__Extracted information__
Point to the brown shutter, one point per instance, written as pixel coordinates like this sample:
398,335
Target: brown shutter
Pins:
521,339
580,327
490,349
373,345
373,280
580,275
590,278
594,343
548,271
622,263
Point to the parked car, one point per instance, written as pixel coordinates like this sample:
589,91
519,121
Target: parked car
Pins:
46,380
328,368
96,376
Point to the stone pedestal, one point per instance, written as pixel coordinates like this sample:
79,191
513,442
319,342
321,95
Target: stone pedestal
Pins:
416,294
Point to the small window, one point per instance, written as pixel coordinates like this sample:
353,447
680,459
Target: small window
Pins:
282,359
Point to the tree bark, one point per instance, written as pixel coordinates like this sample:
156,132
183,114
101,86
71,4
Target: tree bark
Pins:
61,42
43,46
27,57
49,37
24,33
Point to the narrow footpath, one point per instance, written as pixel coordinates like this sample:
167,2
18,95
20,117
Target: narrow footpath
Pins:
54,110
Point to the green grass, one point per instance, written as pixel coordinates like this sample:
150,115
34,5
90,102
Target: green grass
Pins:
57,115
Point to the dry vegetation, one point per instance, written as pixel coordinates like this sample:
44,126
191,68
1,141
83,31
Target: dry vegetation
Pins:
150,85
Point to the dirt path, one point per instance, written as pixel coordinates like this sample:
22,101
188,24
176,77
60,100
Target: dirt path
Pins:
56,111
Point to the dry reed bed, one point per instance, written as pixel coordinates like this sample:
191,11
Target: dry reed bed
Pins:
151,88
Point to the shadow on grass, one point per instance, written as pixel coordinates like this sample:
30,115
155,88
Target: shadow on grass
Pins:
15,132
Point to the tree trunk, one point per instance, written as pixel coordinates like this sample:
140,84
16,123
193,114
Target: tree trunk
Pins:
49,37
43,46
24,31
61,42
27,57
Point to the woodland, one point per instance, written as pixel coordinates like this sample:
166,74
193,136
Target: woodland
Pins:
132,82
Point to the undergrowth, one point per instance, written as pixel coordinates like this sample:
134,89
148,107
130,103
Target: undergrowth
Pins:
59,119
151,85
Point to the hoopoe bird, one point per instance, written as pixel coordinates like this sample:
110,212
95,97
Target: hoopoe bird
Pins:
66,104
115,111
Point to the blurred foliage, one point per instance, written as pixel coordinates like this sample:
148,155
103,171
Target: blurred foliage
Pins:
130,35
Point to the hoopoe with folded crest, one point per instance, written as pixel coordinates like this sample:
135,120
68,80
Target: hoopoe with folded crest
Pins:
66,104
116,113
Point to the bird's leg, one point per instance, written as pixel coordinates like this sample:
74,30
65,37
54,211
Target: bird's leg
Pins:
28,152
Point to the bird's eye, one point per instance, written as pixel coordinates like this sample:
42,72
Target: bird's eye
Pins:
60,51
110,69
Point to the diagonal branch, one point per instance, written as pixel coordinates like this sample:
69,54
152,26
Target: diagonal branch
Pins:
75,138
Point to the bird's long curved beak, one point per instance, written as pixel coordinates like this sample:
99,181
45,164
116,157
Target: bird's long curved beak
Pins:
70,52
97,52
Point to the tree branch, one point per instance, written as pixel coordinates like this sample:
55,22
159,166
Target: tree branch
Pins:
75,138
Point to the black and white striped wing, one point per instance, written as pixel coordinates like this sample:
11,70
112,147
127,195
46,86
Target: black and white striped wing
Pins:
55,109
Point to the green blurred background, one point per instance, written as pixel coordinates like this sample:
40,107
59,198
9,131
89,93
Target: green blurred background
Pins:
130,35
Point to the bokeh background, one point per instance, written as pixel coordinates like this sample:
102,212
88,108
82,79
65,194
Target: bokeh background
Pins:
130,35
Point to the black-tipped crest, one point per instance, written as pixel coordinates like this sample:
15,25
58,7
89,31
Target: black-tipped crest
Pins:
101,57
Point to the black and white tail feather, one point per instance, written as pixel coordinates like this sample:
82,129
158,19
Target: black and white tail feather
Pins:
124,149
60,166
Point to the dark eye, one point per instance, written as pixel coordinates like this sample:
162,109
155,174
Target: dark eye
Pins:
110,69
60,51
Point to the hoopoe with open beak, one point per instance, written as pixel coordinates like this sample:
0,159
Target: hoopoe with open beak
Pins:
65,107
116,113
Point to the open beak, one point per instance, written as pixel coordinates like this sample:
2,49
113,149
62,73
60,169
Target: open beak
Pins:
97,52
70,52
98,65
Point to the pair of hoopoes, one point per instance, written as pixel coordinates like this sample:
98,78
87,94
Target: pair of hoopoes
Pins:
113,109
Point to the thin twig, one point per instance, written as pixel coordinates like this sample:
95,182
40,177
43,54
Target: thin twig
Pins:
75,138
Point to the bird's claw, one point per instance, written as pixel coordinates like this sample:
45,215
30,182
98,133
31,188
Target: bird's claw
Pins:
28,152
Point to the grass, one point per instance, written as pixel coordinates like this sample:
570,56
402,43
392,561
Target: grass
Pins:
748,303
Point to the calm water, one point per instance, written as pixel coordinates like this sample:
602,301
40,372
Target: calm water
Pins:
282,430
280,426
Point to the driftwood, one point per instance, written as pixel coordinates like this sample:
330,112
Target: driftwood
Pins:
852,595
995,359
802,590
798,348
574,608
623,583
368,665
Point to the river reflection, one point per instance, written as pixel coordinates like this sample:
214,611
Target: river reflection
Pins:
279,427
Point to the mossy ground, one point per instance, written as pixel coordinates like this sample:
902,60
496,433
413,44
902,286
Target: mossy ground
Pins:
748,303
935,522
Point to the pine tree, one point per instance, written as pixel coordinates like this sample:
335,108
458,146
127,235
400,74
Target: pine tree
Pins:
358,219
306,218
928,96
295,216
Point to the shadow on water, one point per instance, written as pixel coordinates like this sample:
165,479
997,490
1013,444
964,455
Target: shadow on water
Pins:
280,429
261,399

__To be done__
Copy all the lines, exactly.

__Expected answer__
Point to the brown shutter, one point per instance, written as pixel coordinates like this sample:
398,335
Target: brown shutter
Pins:
521,339
580,327
490,349
373,345
373,280
580,275
590,278
594,343
548,271
622,263
Point to the parked car, one point per instance, written as pixel coordinates like this sample:
589,91
519,121
Target: parked car
Pins:
46,380
328,368
96,376
Point to the stone pedestal, one point per instance, written as pixel coordinates like this sample:
79,191
513,442
319,342
321,95
Target: stone pedestal
Pins:
416,294
Point to the small window, one point per instance, written as pixel coordinates like this sample:
353,447
680,459
Target: small window
Pins:
282,359
Point to the tree bark, one point per instance, written as pixel coordinates like this sample:
156,132
183,114
101,86
71,4
Target: tree bark
Pins:
61,42
43,46
27,57
49,37
24,33
Point to the narrow footpath, one point per instance, written as pixel coordinates like this sample:
167,2
18,95
20,117
Target: narrow footpath
Pins:
54,110
Point to the green grass, one point per instance, written as pixel coordinates like this sample:
150,115
34,5
90,102
Target: green grass
Pins:
57,115
Point to the dry vegetation, one point per instance, written as pixel coordinates like this sample:
44,126
191,68
1,141
83,31
Target: dry vegetation
Pins:
150,85
Point to the dirt path, one point per instance, written as pixel coordinates like this sample:
22,101
188,24
176,77
60,100
Target: dirt path
Pins:
56,111
Point to the dry reed bed, one point per instance, written as pixel coordinates like this sample:
191,11
Target: dry reed bed
Pins:
151,88
Point to the shadow on grass, one point per instance, written as pixel coordinates like this sample:
30,115
155,88
Target: shadow on grass
Pins:
15,132
Point to the tree trunk, one point per instance, written as pixel coordinates like this sample:
140,84
16,123
193,114
Target: tree trunk
Pins:
49,37
43,46
24,31
61,42
27,57
Point to the woodland, one point per instance, written as pixel coordinates like this sample:
166,74
193,136
Target: woodland
Pins:
132,82
Point to the undergrowth, one point per instance, written as pixel coordinates like this sample:
134,89
148,107
130,103
Target: undergrowth
Pins:
59,119
151,85
Point to the hoopoe bird, one point per instance, written as pixel coordinates like this sample:
110,212
95,97
Target: hoopoe bird
Pins:
66,104
115,111
Point to the blurred foliage, one point per instance, written as pixel coordinates like this sample:
148,155
103,171
Target: blurred foliage
Pins:
130,35
Point to the hoopoe with folded crest, one point per instance, written as pixel coordinates like this sample:
135,120
68,80
Target: hoopoe with folded crest
Pins:
66,104
116,113
Point to the bird's leg, one point per instance, written as pixel coordinates like this sample:
74,30
65,37
54,211
Target: bird's leg
Pins:
28,152
Point to the bird's eye, one point per instance, written as pixel coordinates like this sample:
42,72
Target: bird's eye
Pins:
60,51
110,69
Point to the diagonal branch, one point per instance, written as pixel coordinates like this sample:
69,54
152,26
Target: diagonal branch
Pins:
75,138
Point to the bird's long curved beak, one point per instance, written as pixel coordinates like this sample:
99,181
45,164
116,157
Target: bird's long curved beak
Pins:
70,52
97,52
Point to the tree branch, one point per instance, written as pixel coordinates like this sample:
55,22
159,166
Target: tree branch
Pins:
75,138
Point to the black and white striped wing, one point per instance, written as pixel coordinates like this sample:
11,70
112,147
127,195
46,86
Target: black and white striped wing
Pins:
55,109
Point to the green blurred background, one point per instance, written as pixel coordinates like this sample:
40,107
59,198
9,131
89,93
Target: green blurred background
Pins:
130,35
Point to the bokeh background, one point per instance, written as pixel coordinates like this sample:
102,212
88,108
82,79
65,194
Target: bokeh background
Pins:
130,35
Point to the black-tipped crest, one point per instance, written as pixel coordinates like this sample:
15,25
58,7
89,31
Target: black-tipped crest
Pins:
101,57
Point to the black and white tail feather, one point per instance, written as pixel coordinates like this sample:
82,129
158,19
Target: black and white tail feather
Pins:
124,149
60,166
Point to the dark eye, one point per instance, written as pixel coordinates like this sample:
162,109
155,174
Target: dark eye
Pins:
110,69
60,51
Point to the hoopoe with open beak, one point per instance, written as pixel coordinates like this sample:
0,159
Target: hoopoe with open beak
Pins:
65,107
116,113
Point to the open beak, one point per instance, written as pixel coordinates like this sample:
2,49
113,149
62,73
60,169
Target: open beak
Pins:
97,52
70,52
98,65
Point to the pair of hoopoes, one point per instance, written as pixel coordinates like this sample:
98,78
87,94
Target: pair of hoopoes
Pins:
113,109
Point to the thin twig, one point per instance, written as pixel coordinates like this sample:
95,182
40,177
43,54
Target: thin twig
Pins:
75,138
Point to the bird's claw, one point per instance, written as pixel coordinates like this sample:
45,215
30,182
98,133
31,188
Target: bird's claw
Pins:
28,152
Point to the grass, one point per instance, written as pixel coordinates like this sample:
570,56
402,43
392,561
Target: grass
Pins:
748,303
Point to the calm water, one point per instance, written as pixel coordinates like this sample:
602,301
40,372
Target: calm water
Pins:
282,430
280,426
Point to the driftwood, one point per instance, written as pixel coordinates like this sample:
330,112
Target: driftwood
Pins:
852,595
995,359
802,590
798,348
574,608
623,583
368,665
Point to the river reflection, one point per instance, written as pixel coordinates like this sample:
214,611
Target: river reflection
Pins:
279,427
Point to the mossy ground, one point per instance, written as pixel coordinates like this sample:
902,60
496,433
413,44
902,286
Target: mossy ground
Pins:
748,303
935,522
Point to the pine tree, one point per instance, written as pixel coordinates like this sample:
335,108
458,146
127,235
400,74
Target: pine tree
Pins:
358,219
306,218
928,96
295,216
Point to the shadow on water, one point per instance, written as pixel coordinates like this sample:
165,479
997,490
1013,444
964,455
Target: shadow on water
Pins:
280,429
261,399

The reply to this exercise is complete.